Required work: Please revise the entries below so that "thickest part" becomes "widest part" everywhere it occurs, with nothing else altered. Omit the pictures from your version.

====== Input material ======

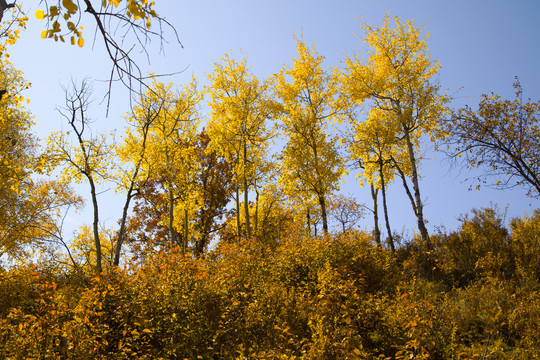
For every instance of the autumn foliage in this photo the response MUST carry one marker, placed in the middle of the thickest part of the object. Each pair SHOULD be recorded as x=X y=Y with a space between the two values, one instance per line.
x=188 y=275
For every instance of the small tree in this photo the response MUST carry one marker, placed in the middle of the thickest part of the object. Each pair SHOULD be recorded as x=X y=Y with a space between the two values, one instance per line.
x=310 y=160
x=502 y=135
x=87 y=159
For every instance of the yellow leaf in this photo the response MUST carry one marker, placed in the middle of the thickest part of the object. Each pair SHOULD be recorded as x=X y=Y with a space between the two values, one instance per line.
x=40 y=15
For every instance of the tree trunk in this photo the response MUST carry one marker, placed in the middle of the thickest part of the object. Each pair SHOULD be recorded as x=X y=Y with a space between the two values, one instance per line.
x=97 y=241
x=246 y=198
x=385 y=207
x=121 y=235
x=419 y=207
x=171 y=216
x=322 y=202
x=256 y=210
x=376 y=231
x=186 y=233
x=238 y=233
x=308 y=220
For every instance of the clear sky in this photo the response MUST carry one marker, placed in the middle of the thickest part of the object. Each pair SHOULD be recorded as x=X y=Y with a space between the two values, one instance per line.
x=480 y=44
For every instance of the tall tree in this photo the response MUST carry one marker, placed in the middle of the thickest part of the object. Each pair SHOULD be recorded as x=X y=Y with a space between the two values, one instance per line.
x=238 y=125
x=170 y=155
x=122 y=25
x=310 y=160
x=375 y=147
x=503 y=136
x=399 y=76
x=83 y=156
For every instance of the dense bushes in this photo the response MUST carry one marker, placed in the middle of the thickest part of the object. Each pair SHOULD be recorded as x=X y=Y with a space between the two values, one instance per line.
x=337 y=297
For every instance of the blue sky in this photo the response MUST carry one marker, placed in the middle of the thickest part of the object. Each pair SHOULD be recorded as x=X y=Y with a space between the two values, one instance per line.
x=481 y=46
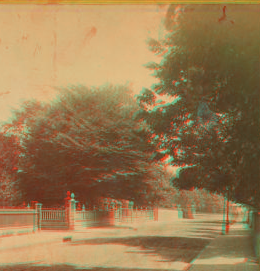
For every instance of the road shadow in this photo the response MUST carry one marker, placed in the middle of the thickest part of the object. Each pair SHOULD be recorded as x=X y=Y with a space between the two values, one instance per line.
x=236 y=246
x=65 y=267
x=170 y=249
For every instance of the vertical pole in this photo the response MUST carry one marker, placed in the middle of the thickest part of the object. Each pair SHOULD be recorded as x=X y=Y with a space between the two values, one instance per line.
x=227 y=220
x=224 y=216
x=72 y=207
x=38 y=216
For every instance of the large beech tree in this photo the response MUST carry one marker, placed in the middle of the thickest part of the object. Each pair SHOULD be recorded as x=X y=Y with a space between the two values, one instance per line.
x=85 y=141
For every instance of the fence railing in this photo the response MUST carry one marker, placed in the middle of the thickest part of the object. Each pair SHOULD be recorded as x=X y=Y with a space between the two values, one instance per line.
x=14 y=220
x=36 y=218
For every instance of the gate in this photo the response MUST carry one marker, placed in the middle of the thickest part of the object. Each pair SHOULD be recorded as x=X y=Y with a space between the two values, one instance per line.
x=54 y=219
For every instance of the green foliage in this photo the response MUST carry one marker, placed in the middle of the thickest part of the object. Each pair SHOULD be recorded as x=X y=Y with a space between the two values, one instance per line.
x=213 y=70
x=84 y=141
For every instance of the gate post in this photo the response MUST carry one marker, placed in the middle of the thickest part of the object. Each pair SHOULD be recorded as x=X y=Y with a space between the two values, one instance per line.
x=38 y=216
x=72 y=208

======

Output for this exercise:
For every instance of the autumn foliage in this photo the response MUST carry one marker, placed in the middle of the widest part of the object. Each pair SHOULD be recorded as x=X y=Y with a space between the two values, one instance per line.
x=188 y=275
For every instance of the small tree in this photo the response MUST carry one marker, placed in the middle of the widest part of the object. Each pair SHOULD be recorded as x=X y=Y with a space between the two values, one instance per line.
x=310 y=160
x=502 y=135
x=87 y=159
For every instance of the yellow leaf in this photo the response MUST carry one marker, placed in the middle of the widest part of the object. Each pair SHOULD be recorded as x=X y=Y with a space between the two values, one instance per line.
x=40 y=15
For every instance of the tree trunk in this photo the response MUST carry one marker, placed in the middle of the widest part of the object. Each pair SHOULD be recorded as x=X y=Y with a space between the two values, one instance per line.
x=97 y=241
x=246 y=198
x=385 y=207
x=121 y=235
x=419 y=207
x=171 y=216
x=322 y=202
x=256 y=210
x=376 y=231
x=186 y=233
x=238 y=233
x=308 y=220
For every instance of the clear sky in this photo the response MUST carry one marker, placed in the middle of the widest part of the object. Each pair SHOULD be recorded as x=X y=Y with a space between the two values, one instance per line.
x=480 y=44
For every instance of the tall tree in this photo the response MUST carry one marker, placed in the middle of the widest part of the object. Each pair SHOULD be recorded as x=X y=Y with a space between the two values, one instance per line.
x=238 y=125
x=170 y=155
x=122 y=25
x=310 y=160
x=375 y=147
x=503 y=136
x=399 y=76
x=83 y=156
For every instance of the dense bushes in this photo the response MUST carry one marker, placed in the middle of the widest part of the object. Each pair SHOULD be recorded as x=X y=Y with a space between the two values, one instance per line.
x=337 y=297
For every instance of the blue sky in this photo the response MUST carry one marker, placed in the middle of the widest part of the object. Each pair SHOULD be recorded as x=X y=Y with a space between the two values, one instance per line.
x=481 y=46
For every instance of the road shadow in this photo the response MUST carry one marker, placed in the middle of the widest part of the object. Each pair SHOULD be recorded as x=X y=Y with a space between the two values, one instance per line.
x=236 y=246
x=65 y=267
x=170 y=249
For every instance of the vertical pole in this photo the response MUST carry one marker, placed in the middle of the widest part of the object. Each pair SHOULD be recorded as x=X y=Y with a space between the two values, one instance per line.
x=227 y=220
x=224 y=216
x=72 y=207
x=38 y=216
For every instance of the large beech tree in this photo the response MUST carry one marker, placed in the middle of the widest part of the object. Each pair SHOULD be recorded as x=X y=Y with a space between the two values, one instance per line.
x=85 y=141
For every instance of the fence railing in this photo the response MUST carry one marker, placed in the middle of the widest part of the object. Each pair SHOULD be recorded as x=X y=Y with a space between the two values, one instance per line.
x=14 y=220
x=36 y=218
For every instance of the gate in this photo the response MUST carry one marker, placed in the middle of the widest part of the object. Each pair SHOULD be recorded as x=X y=Y with a space between the two values, one instance per line.
x=54 y=219
For every instance of the green foliage in this photo the response MUST carry one marker, placed in the middle of the widest part of the object. Each pair SHOULD be recorded as x=X y=Y with a space between the two values, one instance per line.
x=213 y=70
x=84 y=141
For every instance of the gate post in this photo the response MUST carry one marker, placed in the middle of the widest part of the object. Each pair SHOULD be recorded as x=X y=Y with a space between the two values, one instance per line.
x=38 y=216
x=72 y=208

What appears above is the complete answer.